• Exercise requirements
Return a word-for-word copy of the complete listing below.

• Data under study
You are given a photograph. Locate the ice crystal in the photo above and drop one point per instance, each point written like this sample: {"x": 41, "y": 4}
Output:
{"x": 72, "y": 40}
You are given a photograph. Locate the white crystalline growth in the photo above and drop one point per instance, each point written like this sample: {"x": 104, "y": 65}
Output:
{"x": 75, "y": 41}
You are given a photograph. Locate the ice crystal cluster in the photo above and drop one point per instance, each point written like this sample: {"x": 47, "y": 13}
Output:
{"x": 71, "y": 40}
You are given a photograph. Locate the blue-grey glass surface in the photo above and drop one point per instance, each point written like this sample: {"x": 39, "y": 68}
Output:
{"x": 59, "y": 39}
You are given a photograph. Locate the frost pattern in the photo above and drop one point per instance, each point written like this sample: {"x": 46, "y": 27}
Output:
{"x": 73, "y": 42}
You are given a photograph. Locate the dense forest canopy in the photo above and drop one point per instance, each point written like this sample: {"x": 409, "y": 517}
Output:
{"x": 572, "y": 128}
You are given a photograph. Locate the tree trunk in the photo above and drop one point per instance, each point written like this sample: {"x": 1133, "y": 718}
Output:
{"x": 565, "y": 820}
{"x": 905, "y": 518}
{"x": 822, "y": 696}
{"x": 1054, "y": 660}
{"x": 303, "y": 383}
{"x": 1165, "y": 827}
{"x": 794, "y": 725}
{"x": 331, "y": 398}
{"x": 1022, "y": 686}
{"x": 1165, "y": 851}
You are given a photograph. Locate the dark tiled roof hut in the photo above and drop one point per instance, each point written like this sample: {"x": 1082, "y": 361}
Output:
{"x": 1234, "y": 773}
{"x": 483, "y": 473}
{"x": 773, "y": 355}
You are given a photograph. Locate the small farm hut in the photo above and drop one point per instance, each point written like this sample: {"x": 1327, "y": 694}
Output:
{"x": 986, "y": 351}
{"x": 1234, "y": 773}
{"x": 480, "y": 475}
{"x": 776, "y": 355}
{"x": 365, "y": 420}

• Written reply
You are given a photograph. Locate the ice crystal in the photo above and drop one point per instance, each point written like this sample: {"x": 41, "y": 4}
Output:
{"x": 72, "y": 40}
You are given a photograph. Locate the white crystalline growth in the photo above and drop one point per instance, each point written like this sample: {"x": 104, "y": 65}
Output:
{"x": 75, "y": 41}
You are given a photograph. Locate the ice crystal cluster in the photo above and drop one point per instance, each point written like this sample: {"x": 47, "y": 13}
Output:
{"x": 71, "y": 40}
You are given a photograph. Locate the blue-grey glass surface in the photo above and drop one point per instance, each point written like this sample: {"x": 39, "y": 68}
Output:
{"x": 59, "y": 39}
You are given a photograph. Locate the frost pattern in the photo above and drop one point per instance, each point written like this sample: {"x": 46, "y": 27}
Output:
{"x": 73, "y": 42}
You are given a photograph. Locate the dense forest canopy in the photo above and drop one point per instance, each point written like this sample: {"x": 409, "y": 517}
Output:
{"x": 572, "y": 128}
You are given a photograph. Locate the tree trunk in the photo above and drop one point per instance, each point written like this sample: {"x": 1133, "y": 718}
Output:
{"x": 565, "y": 820}
{"x": 905, "y": 518}
{"x": 822, "y": 696}
{"x": 1054, "y": 660}
{"x": 303, "y": 383}
{"x": 1165, "y": 827}
{"x": 794, "y": 725}
{"x": 331, "y": 398}
{"x": 1022, "y": 686}
{"x": 1165, "y": 851}
You are given a photograph. Locate the dark tiled roof hut in the photo above and drop one point per instance, each point written like this sample: {"x": 1082, "y": 361}
Output:
{"x": 1234, "y": 773}
{"x": 483, "y": 473}
{"x": 773, "y": 355}
You are given a photograph. Locate the small farm hut in the photo above and drop one point per instance, each point written like this sample: {"x": 1327, "y": 694}
Output:
{"x": 986, "y": 351}
{"x": 1234, "y": 773}
{"x": 480, "y": 475}
{"x": 776, "y": 355}
{"x": 365, "y": 420}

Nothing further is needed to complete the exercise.